ACTIONS TO TAKE -
1. Summarize the account of Zyrene's father in two sentences.
2. Extend the account of Zyrene's father and family beyond its final sentence.

PASSAGE PROVIDED -
They were directed to go to a tent right across the facility. It was a makeshift emergency room, sparse but functional. The air smelled of bleach, with an undertone of dread.
Doctors and nurses surrounded her father, attaching IVs and heart monitors. Mr. Boco had lost consciousness.
Zyrene stepped away momentarily —glazed eyes, mouth aghast with horror —as her father was intubated. A flexible, plastic tube was all that could help her father breathe.
“50-50,” the doctor said.
X-Ray results revealed that her father also had pneumonia. He needed to be moved into an intensive care unit. The hospital where they went did not have the necessary equipment to keep her father alive.
Zyrene’s family, her father’s friends and co-workers, all scrambled to call any hospital that would take him in. They managed to get hold of over thirty hospitals.
Not one of them said yes.
On March 27, just two days after his birthday, Zyrene’s father was dead. His body lay cold in a tent outside of the hospital. He was surrounded by family.
Time of death: 8:45AM.
Barely 48 hours since his family gathered around him, singing and laughing, as he blew out the candles on his birthday cake.
****
It has been a few days since her father’s death.
Zyrene and her family are back in their home, albeit it’s a different one. One less seat at the dinner table. One less laughter inside the room.
Like many families in the Philippines, the Boco family had shuttered themselves inside their house when the government-mandated lockdown took effect on March 14. They weren’t taking any chances against the threat of the new coronavirus.
While the world was falling apart outside, it was a different story inside the Boco home. In some ways, the family had their own little world.

THE DATA -
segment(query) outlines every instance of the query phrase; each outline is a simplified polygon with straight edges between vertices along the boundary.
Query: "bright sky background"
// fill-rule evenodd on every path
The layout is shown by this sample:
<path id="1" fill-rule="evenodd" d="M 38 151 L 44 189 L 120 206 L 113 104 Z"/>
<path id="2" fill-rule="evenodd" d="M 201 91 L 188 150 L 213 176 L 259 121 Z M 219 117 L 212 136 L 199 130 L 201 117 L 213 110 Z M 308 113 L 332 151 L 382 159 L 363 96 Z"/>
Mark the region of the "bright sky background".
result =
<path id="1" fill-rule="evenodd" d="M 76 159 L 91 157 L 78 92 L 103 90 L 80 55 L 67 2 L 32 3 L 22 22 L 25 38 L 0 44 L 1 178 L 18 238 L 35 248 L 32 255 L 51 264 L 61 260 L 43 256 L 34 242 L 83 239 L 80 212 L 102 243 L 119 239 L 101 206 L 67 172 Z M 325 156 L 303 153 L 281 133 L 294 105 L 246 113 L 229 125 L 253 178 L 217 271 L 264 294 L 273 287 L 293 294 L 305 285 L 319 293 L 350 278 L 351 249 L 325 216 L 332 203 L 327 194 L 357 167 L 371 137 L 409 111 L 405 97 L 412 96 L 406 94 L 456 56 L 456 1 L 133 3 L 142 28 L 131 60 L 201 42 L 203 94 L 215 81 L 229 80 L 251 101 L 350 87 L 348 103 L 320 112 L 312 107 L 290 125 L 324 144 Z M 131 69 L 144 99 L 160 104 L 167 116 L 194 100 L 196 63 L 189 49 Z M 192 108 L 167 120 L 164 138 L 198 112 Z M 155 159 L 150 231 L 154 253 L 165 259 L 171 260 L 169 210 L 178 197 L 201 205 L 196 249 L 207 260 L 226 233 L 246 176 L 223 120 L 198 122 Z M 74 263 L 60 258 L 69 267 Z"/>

RESULTS OF THE EXERCISE -
1. After losing consciousness, Zyrene's father, Mr. Boco, was intubated in a makeshift emergency room and found to have pneumonia, but the hospital lacked the equipment for the intensive care he needed, and none of the more than thirty hospitals contacted would take him. He died at 8:45AM on March 27, two days after his birthday, and a few days later his family is back in a home that feels different, the same house they had shut themselves inside since the lockdown took effect on March 14.

2.
In the mornings, they would all gather in the living room to trade stories, watch videos on Youtube, or sing their hearts out using the videoke machine. The afternoons were reserved for playing basketball together.
Zyrene, 18, is the eldest of three daughters. All of them idolized their father, Arnel.
“Iyong dad po kasi namin, super selfless man. As in lahat ng gagawin niya, para sa ibang tao,” said Zyrene.
“Lesson niya po sa amin talaga is maging simple lang pong tao at palagi pong tumulong sa iba. Sobrang contented na po siya sa kung anong mayroon siya. Kahit hindi niya po kilala, tinutulungan niya. Dito sa community namin, kilala siya na maaasahan.”
Before the lockdown, Zyrene would always treasure mornings with her father.
Mr. Boco’s dream for his eldest daughter was for her to study and graduate from the University of the Philippines. So when she got into the school’s Industrial Engineering program, her father made sure he would always drop her off at campus in the morning.
Zyrene’s father would often surprise her in UP. And father and daughter would try the different restaurants in the neighborhood.
“Iyong sinasabi niya po sa akin tuwing nahihirapan po ako tuwing may exams or what, palagi niya po kaming binu-boost. Sinasabi niya, ‘Iyan lang, kaya mo iyan.’"
Another thing Mr. Boco loved to do was sing.
On his 56th birthday, he serenaded his family using their videoke machine. He sang Bread’s 1970s pop hit “Make It With You.”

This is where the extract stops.